━━━ Data for processing ━━━
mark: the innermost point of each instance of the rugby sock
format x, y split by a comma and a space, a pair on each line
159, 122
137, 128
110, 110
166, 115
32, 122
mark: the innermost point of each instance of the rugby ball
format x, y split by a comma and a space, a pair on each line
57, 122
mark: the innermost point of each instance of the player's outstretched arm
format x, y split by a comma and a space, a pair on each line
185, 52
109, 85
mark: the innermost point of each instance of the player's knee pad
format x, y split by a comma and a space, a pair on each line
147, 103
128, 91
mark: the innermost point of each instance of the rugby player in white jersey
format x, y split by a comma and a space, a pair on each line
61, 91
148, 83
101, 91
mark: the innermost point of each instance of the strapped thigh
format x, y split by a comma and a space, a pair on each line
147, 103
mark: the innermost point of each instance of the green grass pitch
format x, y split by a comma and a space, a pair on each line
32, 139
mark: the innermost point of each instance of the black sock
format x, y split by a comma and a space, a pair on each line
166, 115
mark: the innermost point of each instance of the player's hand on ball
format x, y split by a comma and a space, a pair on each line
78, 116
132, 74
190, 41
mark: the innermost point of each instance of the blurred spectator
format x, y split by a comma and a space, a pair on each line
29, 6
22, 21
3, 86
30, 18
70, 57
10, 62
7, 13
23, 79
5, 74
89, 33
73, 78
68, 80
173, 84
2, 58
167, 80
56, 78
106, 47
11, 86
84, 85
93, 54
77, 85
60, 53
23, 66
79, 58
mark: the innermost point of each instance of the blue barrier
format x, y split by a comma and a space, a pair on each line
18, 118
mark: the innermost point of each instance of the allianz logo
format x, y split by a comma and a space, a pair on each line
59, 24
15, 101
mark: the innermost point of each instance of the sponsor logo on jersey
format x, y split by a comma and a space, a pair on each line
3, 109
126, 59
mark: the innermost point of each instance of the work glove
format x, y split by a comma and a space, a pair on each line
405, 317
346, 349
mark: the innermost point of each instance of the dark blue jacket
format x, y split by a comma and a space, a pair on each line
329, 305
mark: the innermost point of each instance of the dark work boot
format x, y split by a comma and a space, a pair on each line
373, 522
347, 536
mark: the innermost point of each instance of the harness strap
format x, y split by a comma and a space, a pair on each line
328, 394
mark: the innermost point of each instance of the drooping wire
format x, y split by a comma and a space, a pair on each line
━━━
Retype the records in their entirety, matching each one exactly.

■ Written response
mark: the innermost point of each instance of the rugby sock
format x, y split by a comma and a space, a pair on each line
159, 122
137, 128
110, 110
166, 115
32, 122
mark: the innermost point of each instance of the rugby ball
format x, y split by a comma and a space, a pair on each line
57, 122
mark: the innermost point of each instance of the player's outstretched arm
format x, y split by a comma and a space, a pair on each line
185, 52
109, 85
mark: the innermost point of each instance of the player's knee pad
format x, y split by a comma and a space, a pair on each line
147, 103
128, 91
mark: the innermost point of each instance of the rugby player in white jersey
format x, y split by a comma and a space, a pair on each line
61, 91
148, 83
101, 91
mark: the innermost point of each instance of the strapped thigh
format x, y split by a comma and a space, a pair on each line
147, 103
mark: the innermost point of each instance of the green grass pitch
format x, y split by a comma and a space, a pair on each line
32, 139
mark: the innermost point of each instance of the black sock
format x, y split by a comma and a space, a pair on each line
166, 115
mark: the innermost point of each instance of the player's hand on ball
format x, y split by a comma and a space, a pair on each line
78, 116
132, 74
190, 41
mark: the innermost point of each instance of the blurred spectator
format x, y split by a comma and a space, a pair on each line
29, 6
22, 21
3, 86
30, 18
70, 57
10, 62
7, 13
23, 79
5, 74
89, 33
73, 78
68, 80
173, 84
2, 58
167, 80
56, 78
106, 47
11, 86
84, 85
93, 54
77, 85
60, 53
23, 66
79, 58
mark: the innermost point of each instance of the blue barrier
format x, y split by a comma and a space, a pair on each line
18, 118
mark: the innermost point of each instance of the allianz logo
format x, y split by a comma and a space, a pair on each line
59, 24
15, 101
mark: the innermost point of each instance of the sponsor logo on jersey
format x, y split by a comma and a space, a pair on each line
3, 109
126, 59
mark: the innermost point of each instance of the work glove
format x, y split by a comma and a space, a pair on each line
405, 317
346, 349
mark: the innermost point of each instance of the dark blue jacket
format x, y split by a comma and a space, a pair on each line
329, 305
mark: the innermost point of each instance of the dark work boot
format x, y split by a comma and a space, a pair on each line
373, 522
347, 536
mark: the innermost point of each instance of the harness strap
format x, y split by a comma and a space, a pair on each line
328, 394
mark: the innermost point of each instance of the drooping wire
format x, y split by a comma and a space, a pair on each line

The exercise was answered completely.